— What to produce —
All entries below must be given again word for word.

(Entries supplied begins)

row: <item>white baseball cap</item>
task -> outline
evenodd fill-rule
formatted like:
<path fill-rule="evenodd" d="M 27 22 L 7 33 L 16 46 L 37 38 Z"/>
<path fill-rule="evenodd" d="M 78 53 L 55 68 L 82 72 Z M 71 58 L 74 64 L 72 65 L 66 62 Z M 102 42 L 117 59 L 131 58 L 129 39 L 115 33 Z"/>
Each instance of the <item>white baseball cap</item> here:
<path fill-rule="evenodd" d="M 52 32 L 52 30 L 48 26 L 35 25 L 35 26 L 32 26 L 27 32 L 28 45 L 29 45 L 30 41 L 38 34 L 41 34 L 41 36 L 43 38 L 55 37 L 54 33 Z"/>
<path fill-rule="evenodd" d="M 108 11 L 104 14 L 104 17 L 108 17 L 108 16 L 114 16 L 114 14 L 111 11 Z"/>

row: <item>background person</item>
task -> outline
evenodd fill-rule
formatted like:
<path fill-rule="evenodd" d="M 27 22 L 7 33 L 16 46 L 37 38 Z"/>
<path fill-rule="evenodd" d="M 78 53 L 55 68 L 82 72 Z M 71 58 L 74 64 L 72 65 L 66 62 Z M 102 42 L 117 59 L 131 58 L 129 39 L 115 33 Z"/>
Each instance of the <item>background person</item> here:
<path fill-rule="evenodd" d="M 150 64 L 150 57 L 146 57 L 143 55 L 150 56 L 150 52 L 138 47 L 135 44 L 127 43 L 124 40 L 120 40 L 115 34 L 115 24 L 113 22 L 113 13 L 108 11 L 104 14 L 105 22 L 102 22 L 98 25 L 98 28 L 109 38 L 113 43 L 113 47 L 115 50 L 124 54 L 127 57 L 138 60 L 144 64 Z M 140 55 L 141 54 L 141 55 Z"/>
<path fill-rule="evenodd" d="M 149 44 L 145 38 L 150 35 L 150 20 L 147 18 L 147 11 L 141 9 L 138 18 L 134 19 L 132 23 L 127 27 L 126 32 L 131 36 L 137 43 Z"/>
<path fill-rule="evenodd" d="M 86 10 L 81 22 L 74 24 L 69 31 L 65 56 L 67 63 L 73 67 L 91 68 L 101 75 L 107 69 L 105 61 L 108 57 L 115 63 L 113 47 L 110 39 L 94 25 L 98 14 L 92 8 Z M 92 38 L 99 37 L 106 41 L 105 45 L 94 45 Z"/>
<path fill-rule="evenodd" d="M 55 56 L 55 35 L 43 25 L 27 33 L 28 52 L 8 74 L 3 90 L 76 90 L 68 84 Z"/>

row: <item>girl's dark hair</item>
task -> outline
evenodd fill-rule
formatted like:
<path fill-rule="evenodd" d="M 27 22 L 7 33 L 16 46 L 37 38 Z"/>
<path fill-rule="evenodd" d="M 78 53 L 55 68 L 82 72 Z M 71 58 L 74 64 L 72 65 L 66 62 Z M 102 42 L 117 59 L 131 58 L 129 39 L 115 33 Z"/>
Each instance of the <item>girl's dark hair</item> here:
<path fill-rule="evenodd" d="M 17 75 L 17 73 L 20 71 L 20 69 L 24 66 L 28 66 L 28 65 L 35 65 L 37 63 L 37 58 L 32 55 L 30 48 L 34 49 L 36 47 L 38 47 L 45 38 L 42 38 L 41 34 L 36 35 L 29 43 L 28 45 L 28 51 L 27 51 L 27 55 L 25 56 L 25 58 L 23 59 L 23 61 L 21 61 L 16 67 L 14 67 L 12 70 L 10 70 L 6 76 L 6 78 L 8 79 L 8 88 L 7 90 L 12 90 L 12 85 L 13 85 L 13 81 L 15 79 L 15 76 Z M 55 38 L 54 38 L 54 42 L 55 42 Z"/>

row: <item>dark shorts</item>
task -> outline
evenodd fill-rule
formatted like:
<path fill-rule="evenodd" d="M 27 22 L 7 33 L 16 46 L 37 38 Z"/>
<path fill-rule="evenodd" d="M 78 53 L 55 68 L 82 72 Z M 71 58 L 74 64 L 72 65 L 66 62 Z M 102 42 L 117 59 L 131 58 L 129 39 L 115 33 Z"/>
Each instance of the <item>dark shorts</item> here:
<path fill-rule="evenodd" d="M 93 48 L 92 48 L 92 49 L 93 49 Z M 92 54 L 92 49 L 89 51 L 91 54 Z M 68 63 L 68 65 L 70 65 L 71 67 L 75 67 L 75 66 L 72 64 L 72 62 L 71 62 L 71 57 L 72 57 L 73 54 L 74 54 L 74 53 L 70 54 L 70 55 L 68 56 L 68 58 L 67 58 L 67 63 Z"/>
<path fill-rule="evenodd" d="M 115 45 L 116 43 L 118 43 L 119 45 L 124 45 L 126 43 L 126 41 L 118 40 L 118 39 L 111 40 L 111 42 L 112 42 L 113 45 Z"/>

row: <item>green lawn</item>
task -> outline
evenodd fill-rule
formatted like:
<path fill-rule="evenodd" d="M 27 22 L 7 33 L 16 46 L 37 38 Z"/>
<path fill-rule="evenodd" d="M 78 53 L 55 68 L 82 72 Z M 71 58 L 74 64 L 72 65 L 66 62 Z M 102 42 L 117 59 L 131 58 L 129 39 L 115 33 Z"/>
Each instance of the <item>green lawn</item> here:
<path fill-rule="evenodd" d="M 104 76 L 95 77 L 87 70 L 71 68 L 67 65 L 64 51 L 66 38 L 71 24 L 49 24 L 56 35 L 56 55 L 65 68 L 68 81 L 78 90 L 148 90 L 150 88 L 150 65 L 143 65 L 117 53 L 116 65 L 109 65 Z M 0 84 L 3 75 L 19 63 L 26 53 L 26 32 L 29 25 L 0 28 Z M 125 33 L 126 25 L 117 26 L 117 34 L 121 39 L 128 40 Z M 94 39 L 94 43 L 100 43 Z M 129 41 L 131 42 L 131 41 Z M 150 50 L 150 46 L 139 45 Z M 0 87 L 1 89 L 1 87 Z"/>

(Entries supplied ends)

— Solved exercise —
row: <item>white baseball cap</item>
task -> outline
evenodd fill-rule
formatted like:
<path fill-rule="evenodd" d="M 27 22 L 7 33 L 16 46 L 37 38 Z"/>
<path fill-rule="evenodd" d="M 78 53 L 55 68 L 82 72 Z M 71 58 L 74 64 L 72 65 L 66 62 Z M 102 42 L 117 59 L 131 58 L 129 39 L 115 33 Z"/>
Each instance of the <item>white baseball cap</item> here:
<path fill-rule="evenodd" d="M 52 32 L 52 30 L 48 26 L 35 25 L 35 26 L 32 26 L 27 32 L 28 45 L 29 45 L 30 41 L 38 34 L 41 34 L 41 36 L 43 38 L 55 37 L 54 33 Z"/>
<path fill-rule="evenodd" d="M 108 11 L 104 14 L 104 17 L 108 17 L 108 16 L 114 16 L 114 14 L 111 11 Z"/>

row: <item>background person</item>
task -> outline
evenodd fill-rule
formatted like:
<path fill-rule="evenodd" d="M 27 22 L 7 33 L 16 46 L 37 38 Z"/>
<path fill-rule="evenodd" d="M 78 53 L 55 68 L 82 72 Z M 71 58 L 74 64 L 72 65 L 66 62 Z M 102 42 L 117 59 L 131 58 L 129 39 L 115 33 Z"/>
Each instance of the <item>background person</item> here:
<path fill-rule="evenodd" d="M 150 64 L 150 57 L 146 57 L 143 55 L 150 56 L 150 52 L 138 47 L 135 44 L 127 43 L 124 40 L 120 40 L 115 34 L 115 24 L 113 22 L 113 13 L 108 11 L 104 14 L 105 22 L 102 22 L 98 25 L 98 28 L 109 38 L 113 43 L 113 47 L 115 50 L 124 54 L 127 57 L 138 60 L 144 64 Z M 140 55 L 141 54 L 141 55 Z"/>
<path fill-rule="evenodd" d="M 149 44 L 145 38 L 150 35 L 150 20 L 147 18 L 147 11 L 141 9 L 138 18 L 134 19 L 132 23 L 127 27 L 126 32 L 131 36 L 137 43 Z"/>
<path fill-rule="evenodd" d="M 86 10 L 81 22 L 74 24 L 69 31 L 65 56 L 67 63 L 73 67 L 91 68 L 101 75 L 107 69 L 105 61 L 108 57 L 115 63 L 113 47 L 110 39 L 94 25 L 98 14 L 92 8 Z M 92 38 L 99 37 L 106 41 L 105 45 L 94 45 Z"/>
<path fill-rule="evenodd" d="M 55 56 L 55 35 L 43 25 L 27 33 L 28 52 L 8 74 L 3 90 L 76 90 L 68 84 Z"/>

row: <item>girl's dark hair</item>
task -> outline
evenodd fill-rule
formatted like:
<path fill-rule="evenodd" d="M 27 22 L 7 33 L 16 46 L 37 38 Z"/>
<path fill-rule="evenodd" d="M 78 53 L 55 68 L 82 72 Z M 71 58 L 74 64 L 72 65 L 66 62 Z M 102 42 L 117 59 L 131 58 L 129 39 L 115 33 Z"/>
Each instance of the <item>girl's dark hair</item> here:
<path fill-rule="evenodd" d="M 17 75 L 17 73 L 20 71 L 20 69 L 24 66 L 28 66 L 28 65 L 35 65 L 37 63 L 37 58 L 32 55 L 30 48 L 34 49 L 36 47 L 38 47 L 45 38 L 42 38 L 41 34 L 36 35 L 29 43 L 28 45 L 28 51 L 27 51 L 27 55 L 25 56 L 25 58 L 23 59 L 23 61 L 21 61 L 16 67 L 14 67 L 12 70 L 10 70 L 6 76 L 6 78 L 8 79 L 8 88 L 7 90 L 12 90 L 12 85 L 13 85 L 13 81 L 15 79 L 15 76 Z M 55 38 L 54 38 L 54 42 L 55 42 Z"/>

row: <item>dark shorts</item>
task -> outline
evenodd fill-rule
formatted like:
<path fill-rule="evenodd" d="M 27 22 L 7 33 L 16 46 L 37 38 Z"/>
<path fill-rule="evenodd" d="M 78 53 L 55 68 L 82 72 Z M 71 58 L 74 64 L 72 65 L 66 62 Z M 102 42 L 117 59 L 131 58 L 129 39 L 115 33 Z"/>
Each instance of the <item>dark shorts</item> here:
<path fill-rule="evenodd" d="M 93 48 L 92 48 L 92 49 L 93 49 Z M 92 54 L 92 49 L 89 51 L 91 54 Z M 68 63 L 68 65 L 70 65 L 71 67 L 75 67 L 75 66 L 72 64 L 72 62 L 71 62 L 71 57 L 72 57 L 73 54 L 74 54 L 74 53 L 70 54 L 70 55 L 68 56 L 68 58 L 67 58 L 67 63 Z"/>
<path fill-rule="evenodd" d="M 115 45 L 116 43 L 118 43 L 119 45 L 124 45 L 126 43 L 126 41 L 118 40 L 118 39 L 111 40 L 111 42 L 112 42 L 113 45 Z"/>

row: <item>green lawn</item>
task -> outline
evenodd fill-rule
formatted like:
<path fill-rule="evenodd" d="M 27 22 L 7 33 L 16 46 L 37 38 Z"/>
<path fill-rule="evenodd" d="M 78 53 L 55 68 L 82 72 Z M 71 58 L 74 64 L 72 65 L 66 62 Z M 102 42 L 117 59 L 131 58 L 129 39 L 115 33 Z"/>
Each instance of the <item>green lawn</item> here:
<path fill-rule="evenodd" d="M 104 76 L 95 77 L 87 70 L 71 68 L 67 65 L 64 51 L 66 38 L 71 24 L 49 24 L 56 35 L 56 55 L 65 68 L 68 81 L 78 90 L 148 90 L 150 88 L 150 65 L 143 65 L 117 53 L 116 65 L 109 65 Z M 0 84 L 3 75 L 19 63 L 26 53 L 26 32 L 29 25 L 0 28 Z M 125 33 L 126 25 L 117 26 L 117 34 L 121 39 L 128 40 Z M 94 39 L 94 43 L 100 43 Z M 129 41 L 131 42 L 131 41 Z M 150 50 L 150 46 L 139 45 Z M 0 87 L 1 89 L 1 87 Z"/>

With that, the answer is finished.